:: Passage
Turkey + mozzarella = Kayla's Enchiladas! With this meal, your family will be begging for more! Not only easy to make, but a tummy filler for sure!

Used 6-quart slow cooker

Ingredients

  • 1/2 to 1 Tablespoon butter
  • 1/2 onion chopped
  • 1 Pound ground turkey meat
  • 1 tablespoon Tablespoons cumin, or to taste
  • 1/2 Cup light sour cream
  • 2 Cup low fat cottage cheese
  • 1/2 teaspoon Teaspoon salt
  • pinch of black pepper
  • 20 corn tortillas
  • 2 Cups mozzarella cheese
  • 1 (10 oz) Can mild red enchilada sauce
  • 1 Can sliced black olives

Directions

  1. Step One

    Meat Mixture: Heat butter in skillet on medium high. Cook onions until tender and then add
    the ground turkey meat. Cook until turkey meat is cooked through. Add cumin to meat mixture
    halfway through cooking the meat.

  2. Step Two

    Cheese Mixture: Mix sour cream with cottage cheese, salt, and pepper.

    Combine cheese mixture with meat mixture and mix well.

  3. Step Three

    In layers, cover the bottom of the crock with corn tortillas, overlapping each other.
::::
:: Given information
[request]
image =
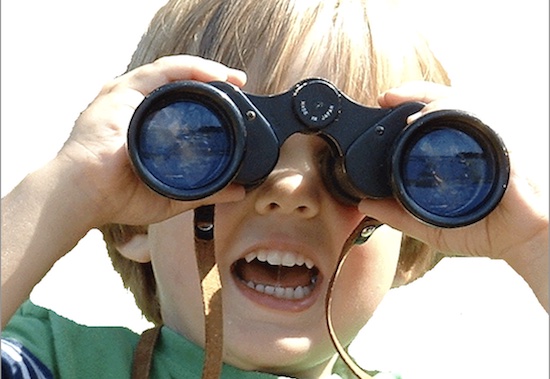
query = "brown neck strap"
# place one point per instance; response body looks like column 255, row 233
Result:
column 365, row 229
column 212, row 302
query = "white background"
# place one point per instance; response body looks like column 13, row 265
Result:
column 467, row 318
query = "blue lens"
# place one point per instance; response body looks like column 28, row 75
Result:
column 185, row 145
column 447, row 173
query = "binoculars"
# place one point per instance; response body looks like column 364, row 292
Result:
column 188, row 140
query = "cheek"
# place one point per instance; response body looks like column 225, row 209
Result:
column 367, row 275
column 173, row 260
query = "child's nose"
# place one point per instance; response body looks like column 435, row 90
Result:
column 295, row 185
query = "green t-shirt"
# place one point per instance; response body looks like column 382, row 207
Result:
column 71, row 350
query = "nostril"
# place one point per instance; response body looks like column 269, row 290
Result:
column 273, row 206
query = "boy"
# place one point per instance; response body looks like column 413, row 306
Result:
column 276, row 44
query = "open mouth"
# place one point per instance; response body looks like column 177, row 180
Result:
column 278, row 274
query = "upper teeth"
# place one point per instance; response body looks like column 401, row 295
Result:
column 279, row 258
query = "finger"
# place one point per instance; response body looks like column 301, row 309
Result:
column 168, row 69
column 425, row 92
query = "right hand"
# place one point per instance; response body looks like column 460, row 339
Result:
column 96, row 149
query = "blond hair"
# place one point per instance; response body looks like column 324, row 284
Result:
column 363, row 46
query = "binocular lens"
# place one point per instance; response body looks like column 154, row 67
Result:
column 447, row 173
column 450, row 173
column 185, row 146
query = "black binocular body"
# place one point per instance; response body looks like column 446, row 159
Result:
column 188, row 140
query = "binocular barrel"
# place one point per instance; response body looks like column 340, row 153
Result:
column 188, row 140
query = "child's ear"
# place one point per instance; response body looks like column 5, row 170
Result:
column 136, row 249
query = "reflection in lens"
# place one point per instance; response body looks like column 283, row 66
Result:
column 447, row 173
column 185, row 145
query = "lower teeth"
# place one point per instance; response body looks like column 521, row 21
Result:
column 290, row 293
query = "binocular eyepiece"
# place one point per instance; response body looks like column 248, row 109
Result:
column 188, row 140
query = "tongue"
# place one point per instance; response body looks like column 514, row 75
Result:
column 277, row 276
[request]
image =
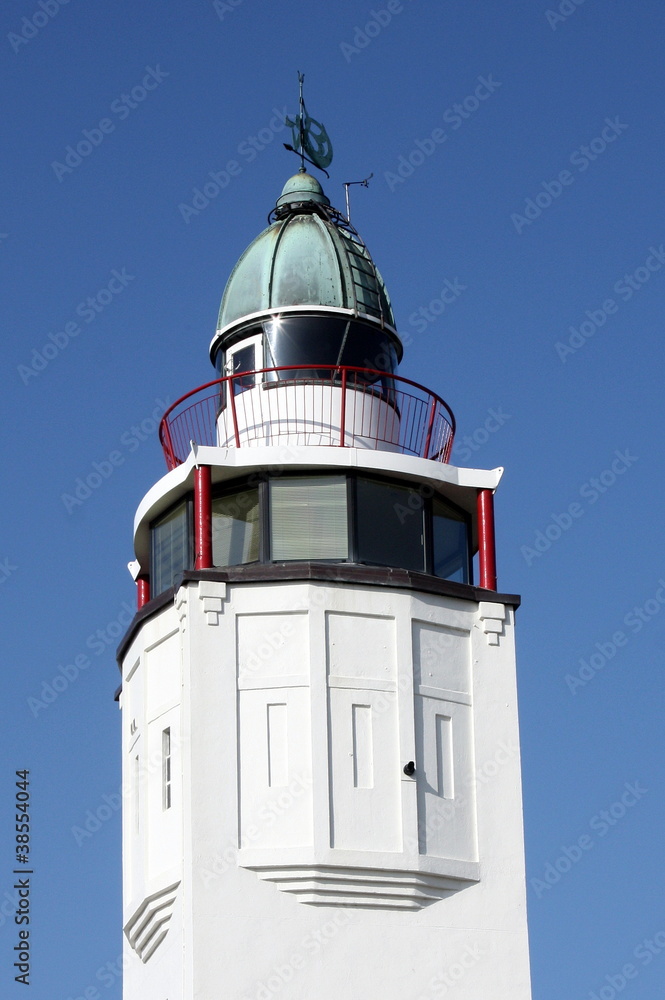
::::
§ **Objective**: Copy the part of the enchilada recipe that starts with "2. Step Two" and goes on through "overlapping each other.", word for word.

§ **Exercise answer**:
2. Step Two

    Cheese Mixture: Mix sour cream with cottage cheese, salt, and pepper.

    Combine cheese mixture with meat mixture and mix well.

  3. Step Three

    In layers, cover the bottom of the crock with corn tortillas, overlapping each other.